» Written instruction
Without the images, write out all of the following entries exactly.

» Supplied data
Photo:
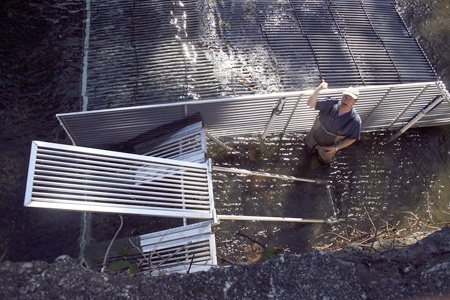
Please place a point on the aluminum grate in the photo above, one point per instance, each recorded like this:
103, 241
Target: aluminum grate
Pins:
380, 107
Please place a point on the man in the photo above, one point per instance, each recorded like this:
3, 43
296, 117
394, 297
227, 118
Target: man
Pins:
337, 126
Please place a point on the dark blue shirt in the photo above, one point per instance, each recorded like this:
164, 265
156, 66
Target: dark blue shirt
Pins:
348, 124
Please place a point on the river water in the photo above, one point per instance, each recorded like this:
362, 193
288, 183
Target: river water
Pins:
372, 187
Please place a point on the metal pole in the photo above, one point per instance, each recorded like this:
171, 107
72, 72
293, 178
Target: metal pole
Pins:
269, 175
217, 141
438, 100
275, 219
276, 111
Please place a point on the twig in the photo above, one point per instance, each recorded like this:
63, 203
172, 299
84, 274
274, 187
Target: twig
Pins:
3, 256
110, 244
371, 221
227, 260
250, 238
190, 265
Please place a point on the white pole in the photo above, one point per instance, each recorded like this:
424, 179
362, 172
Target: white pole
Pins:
417, 118
269, 175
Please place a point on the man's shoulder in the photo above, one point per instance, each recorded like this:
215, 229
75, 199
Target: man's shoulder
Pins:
356, 116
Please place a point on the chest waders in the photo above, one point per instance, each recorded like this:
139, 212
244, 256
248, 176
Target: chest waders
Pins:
319, 137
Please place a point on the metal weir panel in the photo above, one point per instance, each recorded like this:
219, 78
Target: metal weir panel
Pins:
186, 249
84, 179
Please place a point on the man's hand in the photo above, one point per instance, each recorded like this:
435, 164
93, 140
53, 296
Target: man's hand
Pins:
313, 98
331, 149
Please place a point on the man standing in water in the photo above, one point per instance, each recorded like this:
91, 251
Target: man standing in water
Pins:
337, 126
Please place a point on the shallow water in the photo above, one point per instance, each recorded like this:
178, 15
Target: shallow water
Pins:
372, 184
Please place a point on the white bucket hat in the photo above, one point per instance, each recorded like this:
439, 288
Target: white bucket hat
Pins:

» Solution to the exercise
Photo:
Please place a point on the aluminum grate in the photo above, one point per instance, each recorded like this:
103, 241
Target: aluminum grate
Pins:
380, 107
Please place a point on the man in the photo above, one point per instance, each recorded like this:
3, 43
296, 117
394, 297
227, 118
Target: man
Pins:
337, 126
Please place a point on the dark blue shirt in the photo above, one point per instance, each recorded like this:
164, 265
156, 66
Target: dark blue shirt
Pins:
348, 124
Please place a point on the river water in the photo above, one point per instance, each recorded like this:
362, 193
288, 183
Target: river water
Pins:
372, 187
Please place a point on the metal pole in the photo above, one point per instance, each recorded like this:
171, 107
72, 72
293, 178
Target: metal pole
Pins:
269, 175
217, 141
438, 100
275, 219
276, 111
Please place a point on the twig in the photo above, one point per instance, each recorded like this:
63, 203
172, 299
84, 274
274, 187
Target: twig
Pins:
3, 256
110, 244
371, 221
227, 260
250, 238
190, 265
Please place a point on the white pole in the photo above, one point per instance, each recorded like this:
424, 179
362, 172
Target: white pole
Pins:
417, 118
269, 175
Please place a point on the man's shoulder in the photo above, one point per instance, each recorded like this:
215, 229
75, 199
Target: man's shoulder
Pins:
356, 116
Please place a point on the chest waders in the photo above, one point per instance, each recorded like this:
139, 212
244, 256
248, 176
Target: chest waders
Pins:
319, 137
Please place a point on the metal weir panel in the photo above, one point per instance, each recorded like this:
219, 78
Target: metal weir panel
Pins:
186, 249
84, 179
Please place a point on the man's hand in the photo above, one point per instance, each recorded like this:
435, 164
93, 140
53, 296
Target: man's hand
Pins:
313, 98
331, 149
Please place a point on the man standing in water in the photo above, one point per instance, each recorded like this:
91, 251
Target: man standing in water
Pins:
337, 126
Please place a point on the shallow water in the photo above, one point per instance, each recorded like this:
178, 15
Target: shallow water
Pins:
372, 184
Please place a point on the white bucket hat in the photo above, one point per instance, each recorded like this:
439, 288
Target: white bucket hat
Pins:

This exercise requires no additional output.